| Work task A |
In the article on the IRS identity-theft warning, why might someone who stayed employed through 2020 get a Form 1099-G for unemployment pay they never received? Answer in one to three sentences.
| Work task B |
Continue the article on the IRS identity-theft warning from where it stops.
Selected passage section start
If you’ve been employed during the pandemic, the IRS says beware of this identity-theft scam

By Zlati Meyer

February 25, 2021

If you’ve managed to stay employed throughout the COVID-19 pandemic, count yourself as lucky, but identity scammers may see you as easy prey.

And you may only find out you’ve had your ID stolen when you get ready to do your taxes.

This is how the scam unfolds: You had a steady paycheck in 2020, but your state sends you a Form 1099-G for 2020 unemployment compensation you never received. Why? Because con artists used your stolen personal data to file for unemployment that the real you isn’t eligible for. Then they cashed the checks that your state sent to them.

A form 1099-G is the documentation of taxable income that’s sent both to unemployment recipients and the IRS to report how much money the individuals received and what was withheld.

“During 2020, millions of taxpayers were impacted by the COVID-19 pandemic through job loss or reduced work hours,” the IRS says. “Some taxpayers who faced unemployment or reduced work hours applied for and received unemployment compensation from their state. However, scammers also took advantage of the pandemic by filing fraudulent claims for unemployment compensation.”
Selected passage section end
Provided data section start
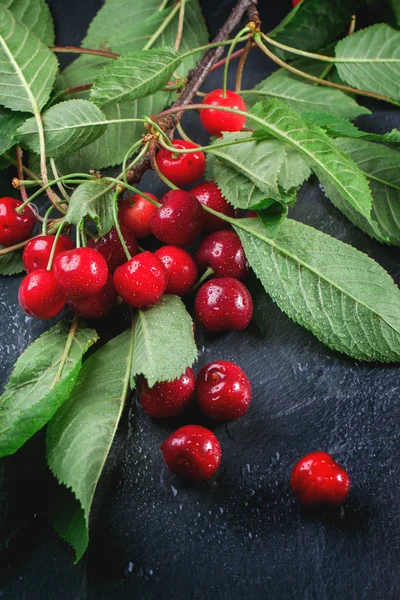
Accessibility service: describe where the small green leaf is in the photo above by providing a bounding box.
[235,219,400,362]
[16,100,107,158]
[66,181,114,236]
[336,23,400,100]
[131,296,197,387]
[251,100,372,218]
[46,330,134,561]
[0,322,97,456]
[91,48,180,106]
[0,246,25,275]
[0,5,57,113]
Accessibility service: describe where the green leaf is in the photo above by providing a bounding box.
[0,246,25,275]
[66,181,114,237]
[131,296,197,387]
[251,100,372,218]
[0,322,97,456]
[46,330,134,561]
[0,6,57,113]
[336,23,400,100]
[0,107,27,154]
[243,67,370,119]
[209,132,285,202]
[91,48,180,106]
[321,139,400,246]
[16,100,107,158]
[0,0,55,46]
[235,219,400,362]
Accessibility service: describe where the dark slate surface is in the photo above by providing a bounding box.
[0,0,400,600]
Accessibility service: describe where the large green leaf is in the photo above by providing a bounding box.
Provided data section end
Provided data section start
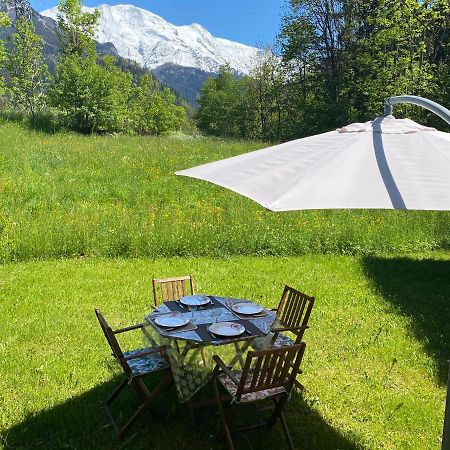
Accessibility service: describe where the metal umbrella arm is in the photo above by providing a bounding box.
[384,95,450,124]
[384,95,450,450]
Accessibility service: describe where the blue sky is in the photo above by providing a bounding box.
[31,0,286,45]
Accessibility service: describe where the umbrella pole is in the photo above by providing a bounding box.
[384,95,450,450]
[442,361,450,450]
Provided data section end
| Exercise output A |
Con artists used the person's stolen personal data to file unemployment claims in their name, even though the real person wasn't eligible. The state then sent those payments to the scammers, who cashed the checks, and the state reported the payments on a Form 1099-G issued to the person whose identity was used.

| Exercise output B |
According to the U.S. Department of Labor, 10.1 million Americans are currently out of work. The unemployment rate peaked in April at 14.7%, the highest it had been since the federal government began collecting the data in 1948.

The start of the current tax season was delayed from the traditional late January to February 12 because of the pandemic. The deadline remains April 15, though last year’s was pushed off to July 15.

“[Scammers] are shooting in the dark, because of what’s happened this year. What’s the percentage of people receiving unemployment this year? These scammers are sophisticated,” Alison Gadoua, a tax controversy specialist at the accounting firm Prager Metis, tells Fast Company.

Any number of scenarios could help scammers pull this off: stealing your full identity; using just your snatched Social Security number; creating a fake employer company name; utilizing the name of a real business that has closed.

The IRS advises people who’ve had their IDs stolen in this way to ask their states to send them corrected 1099-Gs, but still file their tax returns, noting only income that they actually received. In addition, request copies of credit reports, think about credit freezes, and file a complaint with the U.S. Department of Justice’s National Center for Disaster Fraud.

The pandemic has unleashed a variety of new ID-theft scams tailored for the era, including those involving personal information that is swiped from COVID vaccine cards posted on social media.